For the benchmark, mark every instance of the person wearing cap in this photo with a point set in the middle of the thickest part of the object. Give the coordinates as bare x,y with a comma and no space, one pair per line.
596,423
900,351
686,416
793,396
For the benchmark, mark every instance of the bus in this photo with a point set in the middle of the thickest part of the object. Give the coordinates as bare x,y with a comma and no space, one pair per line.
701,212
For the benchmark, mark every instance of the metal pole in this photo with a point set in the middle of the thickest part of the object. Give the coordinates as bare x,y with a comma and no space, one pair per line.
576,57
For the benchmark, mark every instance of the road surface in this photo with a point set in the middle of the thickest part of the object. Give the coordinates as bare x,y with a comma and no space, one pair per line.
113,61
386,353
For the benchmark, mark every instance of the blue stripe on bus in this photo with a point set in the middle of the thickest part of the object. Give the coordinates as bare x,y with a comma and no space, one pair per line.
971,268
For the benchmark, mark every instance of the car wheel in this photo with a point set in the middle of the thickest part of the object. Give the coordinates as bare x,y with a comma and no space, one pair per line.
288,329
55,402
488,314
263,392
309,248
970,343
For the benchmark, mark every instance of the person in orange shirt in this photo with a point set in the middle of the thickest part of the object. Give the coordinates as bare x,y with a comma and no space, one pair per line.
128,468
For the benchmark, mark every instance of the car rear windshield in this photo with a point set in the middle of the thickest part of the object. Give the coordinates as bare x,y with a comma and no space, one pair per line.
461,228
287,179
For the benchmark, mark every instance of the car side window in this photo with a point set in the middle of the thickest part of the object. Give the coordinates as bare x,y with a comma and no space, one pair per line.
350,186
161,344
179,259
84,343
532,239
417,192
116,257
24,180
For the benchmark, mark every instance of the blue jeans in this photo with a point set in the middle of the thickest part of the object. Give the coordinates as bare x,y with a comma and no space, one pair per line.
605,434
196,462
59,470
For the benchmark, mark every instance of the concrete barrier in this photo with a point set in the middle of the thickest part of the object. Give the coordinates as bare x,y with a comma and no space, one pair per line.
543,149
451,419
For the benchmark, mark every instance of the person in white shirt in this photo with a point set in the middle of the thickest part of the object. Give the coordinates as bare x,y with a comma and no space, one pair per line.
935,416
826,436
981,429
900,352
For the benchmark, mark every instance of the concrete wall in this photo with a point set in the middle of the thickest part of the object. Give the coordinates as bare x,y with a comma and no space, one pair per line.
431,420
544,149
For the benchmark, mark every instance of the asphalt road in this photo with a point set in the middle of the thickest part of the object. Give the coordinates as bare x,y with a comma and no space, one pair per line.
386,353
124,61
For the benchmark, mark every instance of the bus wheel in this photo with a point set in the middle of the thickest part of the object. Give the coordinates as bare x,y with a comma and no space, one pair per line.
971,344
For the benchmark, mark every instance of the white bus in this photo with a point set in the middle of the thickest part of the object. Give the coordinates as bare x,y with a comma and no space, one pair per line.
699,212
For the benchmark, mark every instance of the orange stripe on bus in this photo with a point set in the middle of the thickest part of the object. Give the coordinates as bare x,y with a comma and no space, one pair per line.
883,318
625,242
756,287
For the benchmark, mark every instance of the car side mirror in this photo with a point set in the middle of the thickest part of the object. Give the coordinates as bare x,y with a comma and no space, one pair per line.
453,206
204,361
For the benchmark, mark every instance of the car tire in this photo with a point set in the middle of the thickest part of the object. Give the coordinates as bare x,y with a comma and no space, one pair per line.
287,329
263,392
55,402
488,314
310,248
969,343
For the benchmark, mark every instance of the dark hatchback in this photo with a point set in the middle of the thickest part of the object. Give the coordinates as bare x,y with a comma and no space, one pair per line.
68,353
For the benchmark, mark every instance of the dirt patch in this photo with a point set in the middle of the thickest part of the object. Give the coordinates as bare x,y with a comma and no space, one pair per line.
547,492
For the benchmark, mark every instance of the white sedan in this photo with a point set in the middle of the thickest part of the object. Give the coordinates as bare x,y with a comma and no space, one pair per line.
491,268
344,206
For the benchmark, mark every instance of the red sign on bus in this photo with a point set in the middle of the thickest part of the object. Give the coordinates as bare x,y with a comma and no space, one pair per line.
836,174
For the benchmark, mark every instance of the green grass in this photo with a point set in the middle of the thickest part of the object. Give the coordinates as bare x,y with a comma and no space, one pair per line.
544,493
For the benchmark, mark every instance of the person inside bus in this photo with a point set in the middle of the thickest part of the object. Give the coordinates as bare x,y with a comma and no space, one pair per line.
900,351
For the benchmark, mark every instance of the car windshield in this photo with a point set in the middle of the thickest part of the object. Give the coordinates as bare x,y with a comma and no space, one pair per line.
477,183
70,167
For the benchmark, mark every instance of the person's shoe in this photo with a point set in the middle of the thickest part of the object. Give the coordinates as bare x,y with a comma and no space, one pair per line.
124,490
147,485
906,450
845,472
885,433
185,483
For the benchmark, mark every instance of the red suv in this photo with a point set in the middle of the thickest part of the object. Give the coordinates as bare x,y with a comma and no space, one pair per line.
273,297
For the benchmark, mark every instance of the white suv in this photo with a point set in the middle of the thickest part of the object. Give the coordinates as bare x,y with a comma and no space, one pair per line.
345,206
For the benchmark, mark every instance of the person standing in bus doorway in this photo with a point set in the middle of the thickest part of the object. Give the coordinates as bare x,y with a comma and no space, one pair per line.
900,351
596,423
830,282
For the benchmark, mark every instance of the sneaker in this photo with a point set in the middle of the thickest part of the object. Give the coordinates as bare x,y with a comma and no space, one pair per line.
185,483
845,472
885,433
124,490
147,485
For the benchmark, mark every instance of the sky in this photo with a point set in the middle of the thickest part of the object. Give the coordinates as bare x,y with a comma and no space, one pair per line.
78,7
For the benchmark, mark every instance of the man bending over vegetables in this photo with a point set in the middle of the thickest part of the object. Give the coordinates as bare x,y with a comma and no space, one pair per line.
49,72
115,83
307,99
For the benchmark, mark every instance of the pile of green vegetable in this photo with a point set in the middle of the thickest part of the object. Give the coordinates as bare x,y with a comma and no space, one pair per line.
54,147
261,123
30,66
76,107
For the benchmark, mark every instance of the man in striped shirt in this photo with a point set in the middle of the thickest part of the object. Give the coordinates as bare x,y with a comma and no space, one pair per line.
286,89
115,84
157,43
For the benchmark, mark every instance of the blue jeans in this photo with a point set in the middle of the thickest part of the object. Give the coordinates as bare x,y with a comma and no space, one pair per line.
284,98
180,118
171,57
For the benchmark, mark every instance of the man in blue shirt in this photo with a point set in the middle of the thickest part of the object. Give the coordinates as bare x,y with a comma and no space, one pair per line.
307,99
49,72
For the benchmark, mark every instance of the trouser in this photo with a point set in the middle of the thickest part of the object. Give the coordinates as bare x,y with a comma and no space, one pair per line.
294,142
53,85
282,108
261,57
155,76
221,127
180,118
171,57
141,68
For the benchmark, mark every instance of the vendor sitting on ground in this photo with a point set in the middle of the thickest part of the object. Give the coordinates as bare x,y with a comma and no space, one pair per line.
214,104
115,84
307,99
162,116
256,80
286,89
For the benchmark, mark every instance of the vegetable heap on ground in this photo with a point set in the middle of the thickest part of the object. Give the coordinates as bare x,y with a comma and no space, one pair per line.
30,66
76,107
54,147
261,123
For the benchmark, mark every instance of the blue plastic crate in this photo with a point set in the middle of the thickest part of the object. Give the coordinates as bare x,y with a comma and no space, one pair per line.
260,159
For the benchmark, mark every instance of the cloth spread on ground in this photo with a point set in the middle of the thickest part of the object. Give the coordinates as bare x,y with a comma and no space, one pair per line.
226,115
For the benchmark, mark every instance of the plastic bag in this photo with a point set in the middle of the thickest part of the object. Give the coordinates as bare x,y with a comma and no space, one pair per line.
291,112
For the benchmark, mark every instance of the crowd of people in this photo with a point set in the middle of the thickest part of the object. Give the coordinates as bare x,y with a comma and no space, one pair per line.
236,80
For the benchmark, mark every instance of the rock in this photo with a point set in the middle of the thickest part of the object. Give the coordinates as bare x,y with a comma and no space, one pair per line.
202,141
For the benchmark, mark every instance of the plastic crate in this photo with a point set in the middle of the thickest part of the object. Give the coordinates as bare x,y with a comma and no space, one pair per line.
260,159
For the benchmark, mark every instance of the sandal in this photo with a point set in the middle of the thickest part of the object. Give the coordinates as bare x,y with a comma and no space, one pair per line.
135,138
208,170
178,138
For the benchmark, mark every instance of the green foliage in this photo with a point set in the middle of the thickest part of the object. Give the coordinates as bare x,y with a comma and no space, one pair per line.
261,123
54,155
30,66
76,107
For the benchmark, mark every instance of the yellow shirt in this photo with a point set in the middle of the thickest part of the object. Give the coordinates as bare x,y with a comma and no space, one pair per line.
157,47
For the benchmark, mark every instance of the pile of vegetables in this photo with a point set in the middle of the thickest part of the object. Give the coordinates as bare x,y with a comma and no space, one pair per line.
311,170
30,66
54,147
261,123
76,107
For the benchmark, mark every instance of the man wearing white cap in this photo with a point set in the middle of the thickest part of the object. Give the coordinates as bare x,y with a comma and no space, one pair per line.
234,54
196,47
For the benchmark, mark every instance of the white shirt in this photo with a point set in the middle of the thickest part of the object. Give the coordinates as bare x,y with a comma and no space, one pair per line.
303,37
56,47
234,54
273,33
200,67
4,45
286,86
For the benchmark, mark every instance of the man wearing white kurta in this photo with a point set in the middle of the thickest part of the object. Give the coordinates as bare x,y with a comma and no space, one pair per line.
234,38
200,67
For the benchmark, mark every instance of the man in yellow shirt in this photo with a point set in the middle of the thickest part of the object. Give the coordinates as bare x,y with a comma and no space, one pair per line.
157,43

◆ WHAT IS ASKED
Only the lines from the one that contains "wearing white cap" through the last line should be repeated, each exactly as it stands, with both ends included.

◆ RESULT FOR THIS EXERCISE
For the benchmark, mark every instance of the man wearing white cap in this photo with a point set in the middle of the thickest part of the object. Give the coordinates as bare x,y with a comma and no space, one pair per line.
234,54
196,47
For the benchmark, mark every instance of the white shirt in this photo with a point set in the middle of the thickest part of the object. Give the coordinates as bare x,y with a comma and no space, one pair per line.
303,37
56,47
234,54
273,33
200,67
4,45
286,86
For the benchmark, mark every instance of the man wearing white kurta in this photo with a point set in the middle of the thickest part of the object. Give the coordinates as bare x,y with a comma and no space, one pair per line.
234,38
200,67
For the benchmark, mark every instance of the man in yellow shirt in this photo with a point set in the middle of the thickest part of the object. Give the coordinates as bare x,y with a comma and no space, one pair per line.
157,43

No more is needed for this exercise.